#### TASK PROMPT:
Restate all data exactly. No images.

(Extracted records)

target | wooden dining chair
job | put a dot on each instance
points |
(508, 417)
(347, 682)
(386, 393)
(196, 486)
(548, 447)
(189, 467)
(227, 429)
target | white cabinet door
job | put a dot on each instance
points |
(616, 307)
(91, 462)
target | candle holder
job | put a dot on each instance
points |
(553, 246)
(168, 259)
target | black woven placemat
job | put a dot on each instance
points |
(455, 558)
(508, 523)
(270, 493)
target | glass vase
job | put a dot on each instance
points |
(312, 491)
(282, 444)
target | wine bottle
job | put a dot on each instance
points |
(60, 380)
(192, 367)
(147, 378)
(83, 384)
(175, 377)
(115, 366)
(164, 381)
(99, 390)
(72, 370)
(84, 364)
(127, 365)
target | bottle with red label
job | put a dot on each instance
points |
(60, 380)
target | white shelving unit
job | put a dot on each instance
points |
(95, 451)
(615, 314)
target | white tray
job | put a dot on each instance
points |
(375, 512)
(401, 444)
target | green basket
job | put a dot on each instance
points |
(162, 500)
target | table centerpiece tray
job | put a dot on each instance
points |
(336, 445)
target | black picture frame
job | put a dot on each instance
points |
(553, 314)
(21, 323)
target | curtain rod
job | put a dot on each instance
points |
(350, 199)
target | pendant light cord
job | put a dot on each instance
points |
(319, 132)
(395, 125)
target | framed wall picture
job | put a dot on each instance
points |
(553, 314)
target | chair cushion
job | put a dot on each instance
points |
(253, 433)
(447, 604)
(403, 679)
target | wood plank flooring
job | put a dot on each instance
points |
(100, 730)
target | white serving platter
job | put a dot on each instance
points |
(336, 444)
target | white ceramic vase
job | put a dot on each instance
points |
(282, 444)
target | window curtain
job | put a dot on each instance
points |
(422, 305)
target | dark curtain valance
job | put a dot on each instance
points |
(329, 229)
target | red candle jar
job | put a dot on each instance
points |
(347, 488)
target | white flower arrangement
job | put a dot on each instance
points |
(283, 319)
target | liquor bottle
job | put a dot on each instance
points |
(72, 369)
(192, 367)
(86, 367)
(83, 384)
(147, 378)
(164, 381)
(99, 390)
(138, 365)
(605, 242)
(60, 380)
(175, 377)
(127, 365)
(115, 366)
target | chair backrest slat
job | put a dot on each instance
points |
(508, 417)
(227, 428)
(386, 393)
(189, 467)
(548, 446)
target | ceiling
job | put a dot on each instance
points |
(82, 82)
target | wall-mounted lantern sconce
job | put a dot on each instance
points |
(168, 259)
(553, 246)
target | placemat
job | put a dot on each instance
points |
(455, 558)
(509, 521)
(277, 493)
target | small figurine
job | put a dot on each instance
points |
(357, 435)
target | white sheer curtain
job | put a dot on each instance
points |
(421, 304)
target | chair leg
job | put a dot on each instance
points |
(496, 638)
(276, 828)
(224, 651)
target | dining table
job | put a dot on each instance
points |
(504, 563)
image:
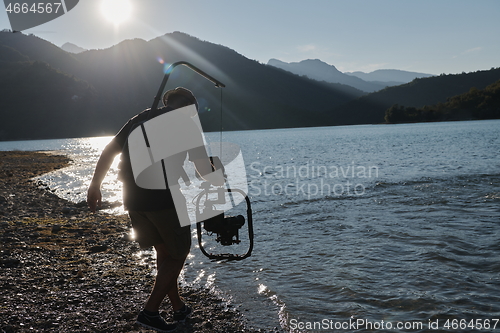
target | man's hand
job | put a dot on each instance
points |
(94, 198)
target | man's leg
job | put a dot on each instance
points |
(168, 270)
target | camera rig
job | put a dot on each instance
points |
(226, 228)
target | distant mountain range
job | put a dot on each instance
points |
(51, 93)
(389, 76)
(72, 48)
(101, 89)
(368, 82)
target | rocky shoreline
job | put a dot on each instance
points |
(64, 269)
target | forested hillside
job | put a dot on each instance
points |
(50, 93)
(473, 105)
(370, 109)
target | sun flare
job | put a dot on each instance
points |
(116, 11)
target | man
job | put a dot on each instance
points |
(152, 212)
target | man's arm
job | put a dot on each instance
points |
(107, 157)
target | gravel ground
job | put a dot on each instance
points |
(63, 269)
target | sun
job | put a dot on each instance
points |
(116, 11)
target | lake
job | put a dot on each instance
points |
(372, 227)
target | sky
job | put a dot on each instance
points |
(427, 36)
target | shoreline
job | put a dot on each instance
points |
(65, 269)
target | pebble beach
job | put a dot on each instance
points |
(64, 269)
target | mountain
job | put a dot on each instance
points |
(108, 86)
(473, 105)
(72, 48)
(371, 108)
(321, 71)
(392, 76)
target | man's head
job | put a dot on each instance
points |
(179, 97)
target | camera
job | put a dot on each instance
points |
(226, 228)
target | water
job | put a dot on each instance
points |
(372, 225)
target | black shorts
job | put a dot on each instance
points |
(162, 226)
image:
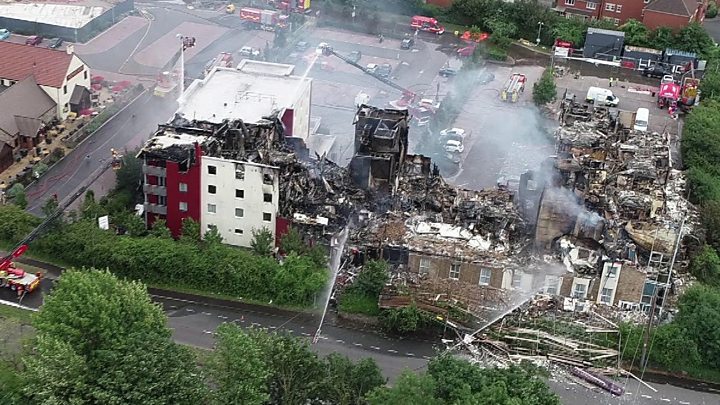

#### EXPECTED ANSWER:
target | wooden dining chair
job | put a dot on each instance
points |
(508, 417)
(347, 682)
(386, 393)
(196, 486)
(548, 447)
(189, 467)
(227, 429)
target | white cabinet door
job | put a dot on each instance
points |
(616, 307)
(91, 462)
target | candle holder
job | put a dot on each instance
points |
(553, 246)
(168, 259)
target | black woven placemat
job | put a dot on each instance
points |
(455, 558)
(508, 523)
(270, 493)
target | glass vase
job | put a dot on each instance
points |
(312, 491)
(282, 444)
target | wine bottle
job | put a dot on each instance
points |
(60, 380)
(192, 367)
(147, 378)
(83, 384)
(175, 377)
(115, 366)
(164, 381)
(99, 390)
(72, 370)
(84, 364)
(127, 365)
target | bottle with red label
job | put a dot on each instance
points |
(60, 380)
target | white shelving unit
job | put a dot on each instance
points |
(95, 451)
(615, 314)
target | white tray
job | put a dot on each instance
points |
(375, 512)
(401, 444)
target | green basket
job | put a dot on each instance
points |
(162, 500)
target | table centerpiece tray
job | put a dot on each instance
points |
(336, 445)
target | black picture frame
job | put a dot on each instance
points |
(553, 314)
(21, 323)
target | curtain rod
job | put a dot on each instance
points |
(350, 199)
target | pendant light cord
job | put a dot on each instance
points |
(319, 132)
(395, 125)
target | framed wall picture
job | put a dot on each instance
points |
(553, 314)
target | chair cushion
job | put a dot on each instance
points |
(253, 433)
(447, 604)
(403, 679)
target | wood plank flooring
job | put a dot on each instance
points |
(100, 730)
target | white serving platter
job | put a dot on each instance
points |
(336, 444)
target | white ceramic vase
job | put a dot on each instance
points |
(282, 444)
target | window curtain
job | put a dot on each instance
points |
(422, 305)
target | dark curtain valance
job | put a dot on each instance
points |
(329, 229)
target | red candle jar
job | put a dot on each instance
points |
(347, 488)
target | white flower arrangement
job | put a dot on each instance
points |
(283, 319)
target | liquor bottle
job | put a dot on each instance
points |
(72, 369)
(192, 367)
(86, 367)
(83, 384)
(147, 378)
(164, 381)
(99, 390)
(138, 365)
(605, 242)
(60, 380)
(175, 377)
(127, 365)
(115, 366)
target | chair backrest slat
job | put a dot on each instance
points |
(508, 417)
(227, 428)
(386, 393)
(189, 467)
(548, 446)
target | ceiling
job | put a dot on each instance
points |
(82, 82)
target | wall-mounted lantern sconce
job | put a dot on each instance
points |
(168, 259)
(553, 246)
target | placemat
job | put a dot on each instance
points |
(455, 558)
(509, 521)
(277, 493)
target | small figurine
job | put a dot on each instance
points |
(357, 435)
target | white sheer curtain
job | put a dot on each instance
points |
(421, 304)
target | chair leg
job | put a dot on each instance
points |
(496, 638)
(276, 828)
(224, 651)
target | dining table
job | put a dot on each instance
points |
(504, 563)
image:
target | man's hand
job | put a dot on each instance
points |
(94, 198)
target | man's leg
job | put a dot on each instance
points |
(168, 270)
target | camera rig
job | put a dot on each instance
points |
(226, 228)
target | distant mountain range
job | put a dot on each instance
points |
(51, 93)
(389, 76)
(72, 48)
(101, 89)
(368, 82)
target | rocky shoreline
job | put a dot on each instance
points |
(64, 269)
target | forested hillside
job | put a dot on each instance
points |
(50, 93)
(473, 105)
(370, 109)
target | sun flare
job | put a dot on each instance
points |
(116, 11)
target | man
job | put a dot on each instance
points |
(152, 212)
target | man's arm
job | put a dot on each instance
points |
(107, 157)
target | gravel ground
job | put a dot on each instance
points |
(63, 269)
target | sun
job | put a dot on each instance
points |
(116, 11)
target | lake
job | put a dot on each instance
points |
(372, 227)
target | sky
job | put a dot on each instance
points |
(427, 36)
target | shoreline
job | put a dot on each instance
points |
(65, 269)
target | pebble beach
job | put a dot on each instance
points |
(64, 269)
target | mountain
job | put a dot on each instance
points |
(108, 86)
(473, 105)
(72, 48)
(371, 108)
(321, 71)
(392, 76)
target | man's head
job | put a dot on each instance
points |
(179, 97)
target | camera
job | put a dot on each instance
points |
(226, 228)
target | water
job | put a dot on each instance
points |
(372, 225)
target | black shorts
job | put a dot on each instance
points |
(162, 226)
image:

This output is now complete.